**What you need to do**: The records below need retyping in full; give them again exactly.

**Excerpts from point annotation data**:
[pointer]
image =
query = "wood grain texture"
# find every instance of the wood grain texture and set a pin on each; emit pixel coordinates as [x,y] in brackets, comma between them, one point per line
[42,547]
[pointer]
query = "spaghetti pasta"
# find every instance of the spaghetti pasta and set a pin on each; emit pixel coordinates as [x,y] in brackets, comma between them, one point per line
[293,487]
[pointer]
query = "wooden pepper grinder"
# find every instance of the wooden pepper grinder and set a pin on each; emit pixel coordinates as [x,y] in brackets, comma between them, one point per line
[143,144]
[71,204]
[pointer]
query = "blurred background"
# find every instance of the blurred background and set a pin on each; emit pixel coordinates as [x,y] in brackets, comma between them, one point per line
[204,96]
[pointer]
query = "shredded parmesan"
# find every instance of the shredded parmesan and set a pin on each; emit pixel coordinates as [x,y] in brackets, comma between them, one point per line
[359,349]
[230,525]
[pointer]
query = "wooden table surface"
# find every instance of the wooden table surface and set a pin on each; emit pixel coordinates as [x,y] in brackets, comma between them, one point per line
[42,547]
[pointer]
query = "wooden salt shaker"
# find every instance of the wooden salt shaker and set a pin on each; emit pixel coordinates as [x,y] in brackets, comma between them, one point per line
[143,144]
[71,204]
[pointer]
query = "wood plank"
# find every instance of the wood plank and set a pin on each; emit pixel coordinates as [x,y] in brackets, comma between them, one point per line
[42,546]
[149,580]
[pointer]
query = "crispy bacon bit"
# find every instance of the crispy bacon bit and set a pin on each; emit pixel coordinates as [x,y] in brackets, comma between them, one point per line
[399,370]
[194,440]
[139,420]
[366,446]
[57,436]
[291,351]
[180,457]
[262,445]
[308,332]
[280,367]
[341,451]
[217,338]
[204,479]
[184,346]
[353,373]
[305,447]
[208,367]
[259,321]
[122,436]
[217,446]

**Written answer**:
[pointer]
image =
query = "wood grain texture"
# find every instance of the wood grain texture and set a pin on each; emit pixel coordinates as [x,y] in brackets, comma between them, one point per line
[42,547]
[pointer]
query = "spaghetti pasta"
# find every instance of the spaghetti pasta and set a pin on each; emit pixel coordinates as [x,y] in brackets, comma between them, one point per line
[293,487]
[pointer]
query = "wooden pepper grinder"
# find every instance of the wooden pepper grinder and set a pin on each; emit pixel coordinates as [x,y] in brackets, comma between them, one point per line
[143,144]
[71,204]
[pointer]
query = "blurred background"
# find every instance of the blurred background and set a pin on each; emit pixel coordinates as [x,y] in brackets, comma between them, one point per line
[204,96]
[pointer]
query = "shredded parmesan"
# find every instance of the shredded parmesan and set a pin on each; emit pixel coordinates as [x,y] in brackets, comma between them, one point per line
[359,349]
[230,525]
[pointer]
query = "wooden table surface"
# find every instance of the wooden table surface and set a pin on each; emit pixel coordinates as [x,y] in brackets, comma between them, one point per line
[42,547]
[pointer]
query = "wooden salt shaker"
# find every instance of the wooden salt shaker and set a pin on each; emit pixel coordinates as [x,y] in brackets, comma between them, one point per line
[143,144]
[71,204]
[pointer]
query = "wood plank"
# find every instance of the wood plank and set a pin on each; emit pixel coordinates as [x,y] in brackets, comma between them, one point per line
[42,546]
[149,580]
[pointer]
query = "crispy bacon bit"
# find every instance of the crispy bacon bit and set a pin on each; emit pixel coordinates as [x,y] in brackets, comma between them, one point per line
[399,370]
[194,440]
[139,420]
[366,446]
[57,436]
[291,351]
[180,457]
[262,445]
[308,332]
[280,367]
[341,451]
[217,338]
[204,479]
[184,346]
[353,373]
[305,447]
[208,367]
[259,321]
[122,436]
[217,446]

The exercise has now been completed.